==== TASK DATA

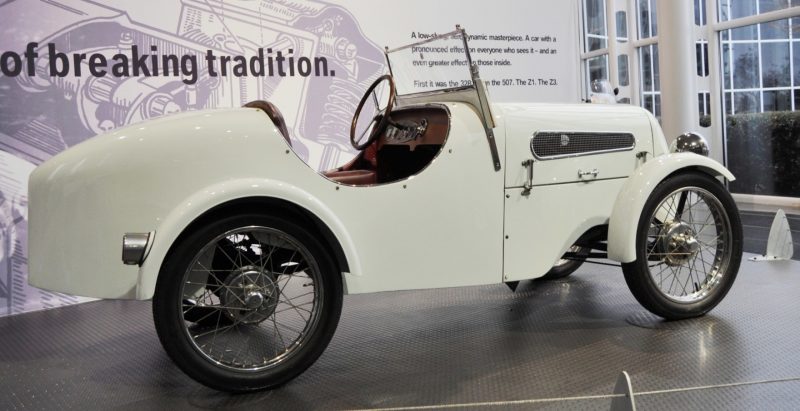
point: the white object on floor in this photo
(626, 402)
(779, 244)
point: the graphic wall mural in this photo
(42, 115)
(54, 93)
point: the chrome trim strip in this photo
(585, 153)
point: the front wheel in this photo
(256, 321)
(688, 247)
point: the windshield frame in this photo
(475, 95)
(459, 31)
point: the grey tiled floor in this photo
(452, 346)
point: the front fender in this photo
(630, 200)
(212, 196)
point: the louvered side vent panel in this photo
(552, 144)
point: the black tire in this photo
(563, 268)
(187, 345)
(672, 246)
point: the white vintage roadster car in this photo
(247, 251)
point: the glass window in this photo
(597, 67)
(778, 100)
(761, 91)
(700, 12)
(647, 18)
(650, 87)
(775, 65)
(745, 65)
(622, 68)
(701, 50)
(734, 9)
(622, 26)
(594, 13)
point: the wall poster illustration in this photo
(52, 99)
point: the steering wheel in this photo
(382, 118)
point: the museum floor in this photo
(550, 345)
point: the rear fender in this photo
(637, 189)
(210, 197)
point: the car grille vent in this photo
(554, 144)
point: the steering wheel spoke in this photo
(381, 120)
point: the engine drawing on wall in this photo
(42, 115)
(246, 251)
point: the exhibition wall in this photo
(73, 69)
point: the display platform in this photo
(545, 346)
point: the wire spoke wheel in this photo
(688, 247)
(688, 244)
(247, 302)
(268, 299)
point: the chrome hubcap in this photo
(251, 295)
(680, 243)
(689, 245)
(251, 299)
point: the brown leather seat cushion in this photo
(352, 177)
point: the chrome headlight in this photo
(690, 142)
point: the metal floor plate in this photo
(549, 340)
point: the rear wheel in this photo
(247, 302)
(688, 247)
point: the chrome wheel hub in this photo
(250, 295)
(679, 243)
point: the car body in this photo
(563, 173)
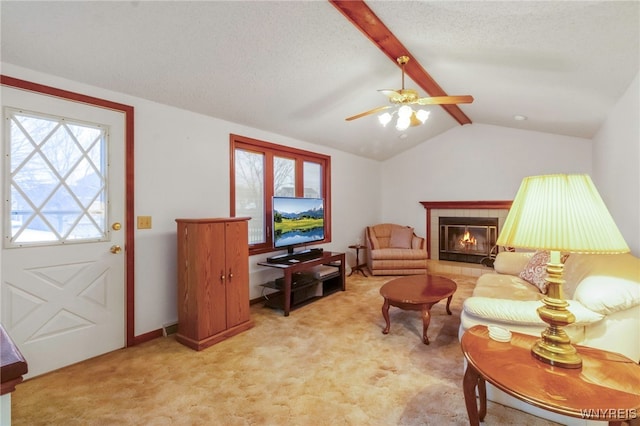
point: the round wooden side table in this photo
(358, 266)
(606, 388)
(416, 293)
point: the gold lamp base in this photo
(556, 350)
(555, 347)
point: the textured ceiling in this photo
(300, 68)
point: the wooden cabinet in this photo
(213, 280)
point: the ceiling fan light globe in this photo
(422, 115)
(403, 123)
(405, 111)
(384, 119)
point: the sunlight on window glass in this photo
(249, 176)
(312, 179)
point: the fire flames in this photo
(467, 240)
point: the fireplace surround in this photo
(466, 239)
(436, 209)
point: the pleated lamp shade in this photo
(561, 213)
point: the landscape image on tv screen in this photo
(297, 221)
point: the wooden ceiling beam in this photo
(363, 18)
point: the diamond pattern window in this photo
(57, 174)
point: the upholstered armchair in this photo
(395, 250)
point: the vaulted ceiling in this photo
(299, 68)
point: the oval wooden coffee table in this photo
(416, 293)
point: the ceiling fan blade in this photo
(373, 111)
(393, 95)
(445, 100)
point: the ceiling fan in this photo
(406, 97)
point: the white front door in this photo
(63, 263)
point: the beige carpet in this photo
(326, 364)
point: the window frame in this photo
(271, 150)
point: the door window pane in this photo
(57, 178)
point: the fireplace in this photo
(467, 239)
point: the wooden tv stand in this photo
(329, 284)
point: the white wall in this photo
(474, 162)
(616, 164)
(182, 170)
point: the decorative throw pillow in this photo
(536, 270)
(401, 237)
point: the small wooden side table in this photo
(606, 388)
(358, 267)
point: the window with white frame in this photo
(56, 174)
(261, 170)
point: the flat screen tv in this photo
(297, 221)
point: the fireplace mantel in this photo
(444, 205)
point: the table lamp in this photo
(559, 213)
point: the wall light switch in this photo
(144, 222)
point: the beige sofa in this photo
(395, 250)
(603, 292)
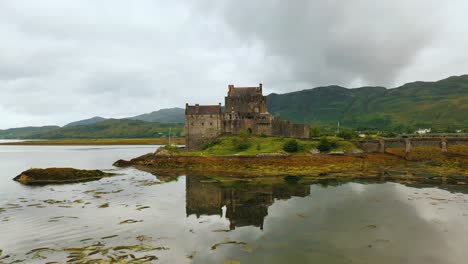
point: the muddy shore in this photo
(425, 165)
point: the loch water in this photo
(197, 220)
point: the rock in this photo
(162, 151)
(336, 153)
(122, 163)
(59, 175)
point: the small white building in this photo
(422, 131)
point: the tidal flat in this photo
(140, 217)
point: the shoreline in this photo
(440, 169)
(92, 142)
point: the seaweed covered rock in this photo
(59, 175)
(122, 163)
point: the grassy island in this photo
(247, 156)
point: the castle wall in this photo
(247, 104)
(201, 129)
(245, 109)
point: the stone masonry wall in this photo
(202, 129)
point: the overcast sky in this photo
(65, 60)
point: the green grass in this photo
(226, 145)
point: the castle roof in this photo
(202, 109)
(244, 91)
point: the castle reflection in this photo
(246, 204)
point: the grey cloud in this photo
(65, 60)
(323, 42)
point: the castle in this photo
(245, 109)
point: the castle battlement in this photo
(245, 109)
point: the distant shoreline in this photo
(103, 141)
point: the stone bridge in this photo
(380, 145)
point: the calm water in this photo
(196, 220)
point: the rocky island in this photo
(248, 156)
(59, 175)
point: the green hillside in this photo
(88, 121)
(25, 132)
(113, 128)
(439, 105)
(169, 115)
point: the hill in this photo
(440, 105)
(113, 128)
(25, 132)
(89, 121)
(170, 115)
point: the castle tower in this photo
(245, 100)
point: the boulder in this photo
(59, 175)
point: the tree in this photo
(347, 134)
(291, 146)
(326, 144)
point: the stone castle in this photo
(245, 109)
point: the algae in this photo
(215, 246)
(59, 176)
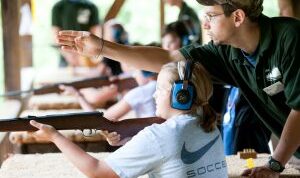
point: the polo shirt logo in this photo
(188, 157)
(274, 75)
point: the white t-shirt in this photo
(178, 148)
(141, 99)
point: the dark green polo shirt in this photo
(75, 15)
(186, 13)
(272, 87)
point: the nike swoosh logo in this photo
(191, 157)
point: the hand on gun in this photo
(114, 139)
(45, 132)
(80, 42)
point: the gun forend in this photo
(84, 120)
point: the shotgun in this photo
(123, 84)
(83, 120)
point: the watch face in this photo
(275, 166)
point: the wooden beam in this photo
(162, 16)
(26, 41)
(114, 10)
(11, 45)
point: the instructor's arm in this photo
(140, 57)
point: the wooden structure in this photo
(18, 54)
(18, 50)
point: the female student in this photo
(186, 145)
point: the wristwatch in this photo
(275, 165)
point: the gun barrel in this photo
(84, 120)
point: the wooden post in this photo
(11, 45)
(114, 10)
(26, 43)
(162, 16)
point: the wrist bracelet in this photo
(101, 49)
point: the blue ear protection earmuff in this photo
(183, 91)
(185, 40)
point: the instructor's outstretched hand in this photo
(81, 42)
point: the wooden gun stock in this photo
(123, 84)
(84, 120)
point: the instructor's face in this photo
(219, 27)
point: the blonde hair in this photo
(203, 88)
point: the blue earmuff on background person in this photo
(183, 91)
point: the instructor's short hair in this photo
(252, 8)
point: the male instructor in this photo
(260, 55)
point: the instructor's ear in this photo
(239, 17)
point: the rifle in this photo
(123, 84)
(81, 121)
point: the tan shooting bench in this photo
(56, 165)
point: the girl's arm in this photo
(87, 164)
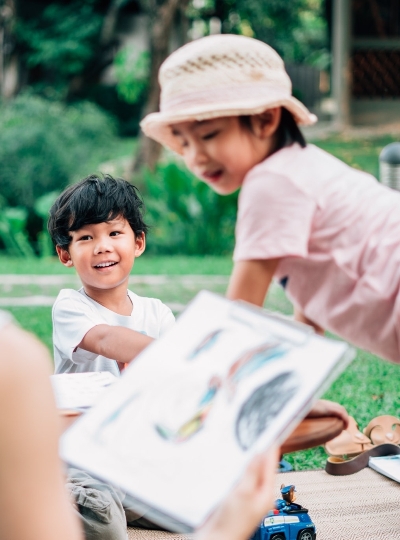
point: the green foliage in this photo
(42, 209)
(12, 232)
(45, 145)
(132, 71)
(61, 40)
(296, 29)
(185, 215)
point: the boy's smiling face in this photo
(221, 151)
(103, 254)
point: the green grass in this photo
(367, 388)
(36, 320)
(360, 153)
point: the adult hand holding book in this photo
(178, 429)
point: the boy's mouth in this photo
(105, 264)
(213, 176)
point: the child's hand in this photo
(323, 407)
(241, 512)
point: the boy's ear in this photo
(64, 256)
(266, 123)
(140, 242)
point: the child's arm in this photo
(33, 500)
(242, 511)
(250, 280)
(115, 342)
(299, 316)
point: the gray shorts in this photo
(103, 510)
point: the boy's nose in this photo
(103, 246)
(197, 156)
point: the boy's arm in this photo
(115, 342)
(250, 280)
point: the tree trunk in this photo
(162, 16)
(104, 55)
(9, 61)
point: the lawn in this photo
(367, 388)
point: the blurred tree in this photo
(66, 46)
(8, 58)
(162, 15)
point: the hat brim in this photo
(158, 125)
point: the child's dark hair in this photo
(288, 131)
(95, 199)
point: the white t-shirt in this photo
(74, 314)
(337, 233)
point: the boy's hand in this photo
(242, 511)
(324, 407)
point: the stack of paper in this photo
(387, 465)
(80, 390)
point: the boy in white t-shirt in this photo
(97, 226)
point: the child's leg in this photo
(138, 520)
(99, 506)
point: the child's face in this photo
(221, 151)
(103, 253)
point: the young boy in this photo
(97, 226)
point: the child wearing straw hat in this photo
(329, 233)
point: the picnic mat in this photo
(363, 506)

========

Give the lines from the one containing "point: the blurred tree in this photo" through the end of the entries again, exactly as written and with no other lines.

[RESPONSE BOX]:
point: the blurred tree in this photo
(66, 46)
(8, 58)
(162, 15)
point: the hat brim in this photo
(158, 125)
point: the child's dark hair in this photo
(288, 131)
(95, 199)
point: the white t-shirt in this photo
(74, 314)
(337, 233)
point: the boy's hand in this photo
(242, 511)
(324, 407)
point: the stack of paper in this photo
(387, 465)
(80, 390)
point: the boy in white t-shirt in this photo
(97, 226)
point: the child's leg in this photo
(138, 520)
(99, 506)
point: the child's face in this photo
(221, 151)
(103, 253)
point: the young boy in this photo
(97, 226)
point: the child wearing straw hat in this photo
(329, 233)
point: the picnic mat in this photo
(363, 506)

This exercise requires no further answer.